Stored items

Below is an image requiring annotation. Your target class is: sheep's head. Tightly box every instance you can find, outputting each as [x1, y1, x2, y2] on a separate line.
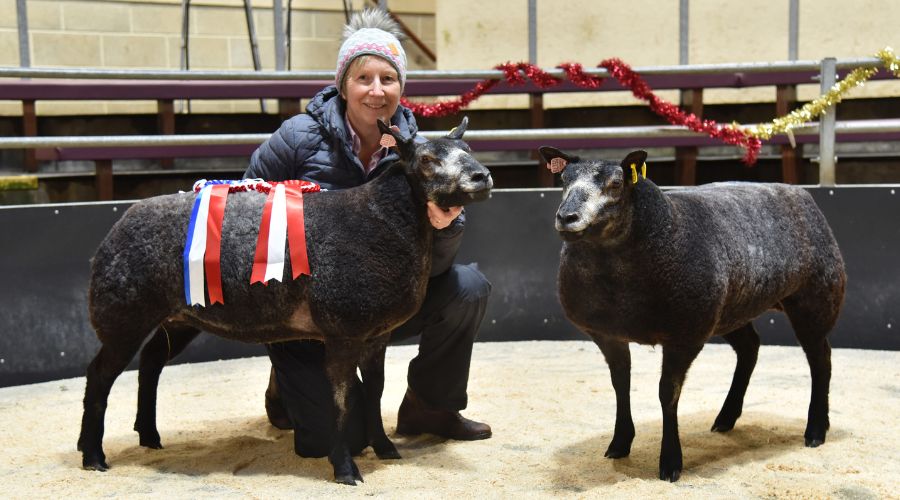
[378, 117, 493, 207]
[539, 147, 648, 242]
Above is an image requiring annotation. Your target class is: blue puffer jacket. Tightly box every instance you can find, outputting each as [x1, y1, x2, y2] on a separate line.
[243, 85, 464, 277]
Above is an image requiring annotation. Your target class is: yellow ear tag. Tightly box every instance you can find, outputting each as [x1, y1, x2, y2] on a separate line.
[630, 164, 639, 183]
[641, 162, 647, 179]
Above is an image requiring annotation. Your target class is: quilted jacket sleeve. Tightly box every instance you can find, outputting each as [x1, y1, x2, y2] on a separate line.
[430, 210, 465, 277]
[244, 115, 319, 181]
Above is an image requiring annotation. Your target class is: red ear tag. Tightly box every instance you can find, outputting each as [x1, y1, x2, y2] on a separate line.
[380, 133, 397, 148]
[548, 157, 568, 173]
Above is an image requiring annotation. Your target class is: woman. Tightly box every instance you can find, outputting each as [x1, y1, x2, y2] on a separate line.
[243, 8, 492, 458]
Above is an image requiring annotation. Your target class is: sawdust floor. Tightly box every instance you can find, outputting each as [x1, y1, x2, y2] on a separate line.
[1, 341, 897, 499]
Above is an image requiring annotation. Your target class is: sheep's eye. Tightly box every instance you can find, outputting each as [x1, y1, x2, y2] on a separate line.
[419, 155, 435, 164]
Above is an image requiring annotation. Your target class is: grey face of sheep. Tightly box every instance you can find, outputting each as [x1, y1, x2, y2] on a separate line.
[378, 116, 493, 207]
[540, 147, 648, 242]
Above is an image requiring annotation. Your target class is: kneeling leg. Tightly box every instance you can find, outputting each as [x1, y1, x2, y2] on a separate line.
[359, 336, 400, 459]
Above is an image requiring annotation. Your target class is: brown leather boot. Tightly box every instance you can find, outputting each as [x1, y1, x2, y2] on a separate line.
[265, 366, 292, 430]
[395, 388, 491, 441]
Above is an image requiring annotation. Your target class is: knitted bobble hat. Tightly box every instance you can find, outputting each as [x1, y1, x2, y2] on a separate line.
[335, 8, 407, 91]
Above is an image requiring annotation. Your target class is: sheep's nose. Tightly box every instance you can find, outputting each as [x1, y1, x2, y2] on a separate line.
[557, 212, 580, 226]
[470, 171, 489, 184]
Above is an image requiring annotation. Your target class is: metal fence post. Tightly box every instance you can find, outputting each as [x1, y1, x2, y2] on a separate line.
[818, 57, 837, 186]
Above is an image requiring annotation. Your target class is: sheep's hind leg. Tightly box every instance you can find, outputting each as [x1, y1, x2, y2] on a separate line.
[798, 336, 831, 447]
[78, 336, 147, 471]
[783, 295, 834, 447]
[359, 336, 400, 459]
[711, 323, 760, 432]
[134, 322, 200, 448]
[324, 338, 366, 485]
[658, 342, 703, 482]
[593, 336, 635, 459]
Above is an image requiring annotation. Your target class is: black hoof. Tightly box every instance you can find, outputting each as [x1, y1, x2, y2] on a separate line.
[711, 409, 740, 432]
[659, 467, 681, 482]
[373, 438, 401, 460]
[82, 455, 109, 472]
[604, 434, 633, 459]
[659, 454, 683, 482]
[138, 429, 163, 449]
[375, 447, 402, 460]
[334, 474, 358, 486]
[710, 421, 735, 433]
[140, 440, 164, 450]
[604, 444, 631, 459]
[332, 459, 363, 485]
[805, 437, 825, 447]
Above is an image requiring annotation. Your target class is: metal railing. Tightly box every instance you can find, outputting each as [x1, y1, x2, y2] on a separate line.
[3, 120, 900, 149]
[1, 56, 898, 195]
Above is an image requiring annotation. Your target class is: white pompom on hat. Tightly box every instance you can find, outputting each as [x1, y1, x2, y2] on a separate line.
[335, 9, 407, 91]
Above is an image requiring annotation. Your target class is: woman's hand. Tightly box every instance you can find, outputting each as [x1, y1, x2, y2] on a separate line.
[427, 201, 462, 230]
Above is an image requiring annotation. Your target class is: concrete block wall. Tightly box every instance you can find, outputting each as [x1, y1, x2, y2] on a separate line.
[3, 0, 899, 116]
[436, 0, 900, 110]
[0, 0, 436, 116]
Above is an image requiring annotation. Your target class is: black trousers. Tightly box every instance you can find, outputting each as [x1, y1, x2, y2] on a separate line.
[266, 263, 491, 457]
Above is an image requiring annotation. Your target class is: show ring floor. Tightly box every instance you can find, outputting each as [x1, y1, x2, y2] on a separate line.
[1, 341, 897, 498]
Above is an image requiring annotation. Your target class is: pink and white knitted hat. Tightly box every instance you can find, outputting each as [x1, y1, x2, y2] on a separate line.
[335, 9, 407, 91]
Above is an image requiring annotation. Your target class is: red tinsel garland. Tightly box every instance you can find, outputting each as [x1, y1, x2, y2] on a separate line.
[598, 58, 761, 164]
[401, 59, 761, 164]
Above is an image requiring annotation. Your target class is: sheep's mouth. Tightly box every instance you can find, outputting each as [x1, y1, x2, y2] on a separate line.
[465, 188, 491, 202]
[433, 187, 492, 207]
[559, 229, 585, 241]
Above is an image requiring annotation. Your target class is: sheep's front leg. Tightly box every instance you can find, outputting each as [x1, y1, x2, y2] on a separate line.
[592, 336, 635, 458]
[359, 336, 401, 459]
[324, 338, 365, 485]
[658, 342, 703, 482]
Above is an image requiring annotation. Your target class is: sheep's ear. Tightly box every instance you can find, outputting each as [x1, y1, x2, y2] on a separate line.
[620, 150, 648, 183]
[446, 116, 469, 140]
[538, 146, 578, 173]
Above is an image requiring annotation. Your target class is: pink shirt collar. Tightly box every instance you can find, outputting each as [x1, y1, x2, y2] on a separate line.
[345, 114, 388, 175]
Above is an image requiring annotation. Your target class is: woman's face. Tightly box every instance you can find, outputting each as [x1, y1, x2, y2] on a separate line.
[341, 56, 401, 134]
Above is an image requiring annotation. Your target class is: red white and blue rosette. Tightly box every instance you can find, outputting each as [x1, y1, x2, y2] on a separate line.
[183, 179, 320, 307]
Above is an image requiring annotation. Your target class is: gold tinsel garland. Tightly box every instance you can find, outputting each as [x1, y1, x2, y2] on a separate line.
[742, 47, 899, 141]
[0, 175, 38, 191]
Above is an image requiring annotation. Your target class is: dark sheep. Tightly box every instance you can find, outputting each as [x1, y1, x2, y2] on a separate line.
[540, 147, 846, 482]
[78, 118, 493, 485]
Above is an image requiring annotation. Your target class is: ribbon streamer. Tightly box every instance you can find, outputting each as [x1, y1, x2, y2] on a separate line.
[251, 188, 277, 285]
[264, 184, 288, 283]
[203, 184, 230, 305]
[185, 185, 213, 306]
[183, 187, 204, 305]
[284, 185, 311, 278]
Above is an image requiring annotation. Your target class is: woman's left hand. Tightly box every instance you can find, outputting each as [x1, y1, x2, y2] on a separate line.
[427, 201, 462, 230]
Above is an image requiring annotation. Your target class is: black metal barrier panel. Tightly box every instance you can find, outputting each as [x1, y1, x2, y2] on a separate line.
[1, 187, 897, 387]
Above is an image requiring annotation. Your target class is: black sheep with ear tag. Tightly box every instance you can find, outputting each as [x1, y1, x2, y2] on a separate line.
[545, 146, 845, 482]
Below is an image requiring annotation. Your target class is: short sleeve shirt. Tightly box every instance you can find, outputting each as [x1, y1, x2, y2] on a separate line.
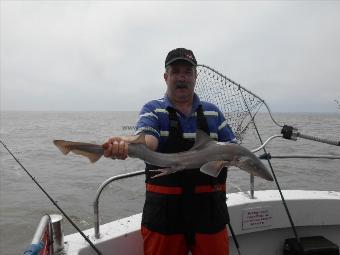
[135, 93, 236, 151]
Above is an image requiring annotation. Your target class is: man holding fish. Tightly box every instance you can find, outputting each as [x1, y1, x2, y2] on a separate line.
[54, 48, 272, 254]
[103, 48, 236, 255]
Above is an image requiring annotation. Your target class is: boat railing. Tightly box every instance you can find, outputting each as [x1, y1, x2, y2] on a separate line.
[31, 215, 53, 254]
[93, 169, 260, 238]
[27, 214, 64, 255]
[93, 169, 260, 239]
[93, 170, 145, 239]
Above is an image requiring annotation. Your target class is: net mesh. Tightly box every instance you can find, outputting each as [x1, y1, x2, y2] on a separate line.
[195, 65, 264, 143]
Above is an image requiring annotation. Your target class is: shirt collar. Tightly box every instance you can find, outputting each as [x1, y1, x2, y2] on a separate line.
[164, 93, 202, 114]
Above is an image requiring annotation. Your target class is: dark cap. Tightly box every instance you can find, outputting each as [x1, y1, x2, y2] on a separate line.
[165, 48, 197, 67]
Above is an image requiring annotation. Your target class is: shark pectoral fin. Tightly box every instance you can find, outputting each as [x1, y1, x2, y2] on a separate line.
[149, 165, 184, 178]
[149, 168, 173, 178]
[71, 149, 102, 163]
[200, 161, 230, 177]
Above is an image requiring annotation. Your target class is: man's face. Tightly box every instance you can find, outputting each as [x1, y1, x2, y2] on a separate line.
[164, 60, 197, 103]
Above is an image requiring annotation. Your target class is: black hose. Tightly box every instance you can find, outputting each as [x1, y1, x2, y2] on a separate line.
[297, 132, 340, 146]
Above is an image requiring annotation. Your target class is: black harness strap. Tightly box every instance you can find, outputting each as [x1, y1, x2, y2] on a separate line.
[142, 105, 229, 245]
[167, 106, 210, 245]
[196, 105, 210, 134]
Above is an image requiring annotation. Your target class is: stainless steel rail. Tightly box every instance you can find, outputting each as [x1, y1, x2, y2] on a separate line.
[31, 215, 54, 255]
[251, 135, 282, 153]
[30, 214, 65, 254]
[93, 154, 340, 238]
[94, 170, 145, 239]
[32, 215, 52, 246]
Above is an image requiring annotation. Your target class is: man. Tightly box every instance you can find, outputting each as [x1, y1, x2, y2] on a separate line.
[103, 48, 236, 255]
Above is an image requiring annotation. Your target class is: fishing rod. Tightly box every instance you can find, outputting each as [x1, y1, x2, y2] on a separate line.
[0, 140, 102, 255]
[239, 91, 303, 247]
[197, 63, 339, 254]
[252, 135, 340, 155]
[260, 154, 340, 160]
[212, 87, 307, 249]
[227, 223, 242, 255]
[255, 104, 339, 146]
[244, 109, 340, 250]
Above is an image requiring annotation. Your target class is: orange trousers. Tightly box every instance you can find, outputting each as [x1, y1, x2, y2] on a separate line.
[141, 226, 229, 255]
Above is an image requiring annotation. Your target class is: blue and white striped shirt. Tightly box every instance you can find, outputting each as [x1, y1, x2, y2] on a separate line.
[135, 93, 236, 151]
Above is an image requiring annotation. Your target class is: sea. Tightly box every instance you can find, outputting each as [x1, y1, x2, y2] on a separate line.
[0, 111, 339, 255]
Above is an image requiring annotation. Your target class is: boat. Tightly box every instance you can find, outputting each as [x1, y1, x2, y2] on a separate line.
[25, 172, 340, 255]
[21, 65, 340, 255]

WHAT THE TASK REQUIRES: Find the line with "class is: boat.". Transcribe it and every line after it exactly, through the end of the records above, and nothing else.

EXERCISE ANSWER:
Above is an image requiring annotation. Your target class is: boat. Tightly box every instance you can find, outputting each as [x1, y1, x2, y2] on a separate line.
[25, 172, 340, 255]
[21, 65, 340, 255]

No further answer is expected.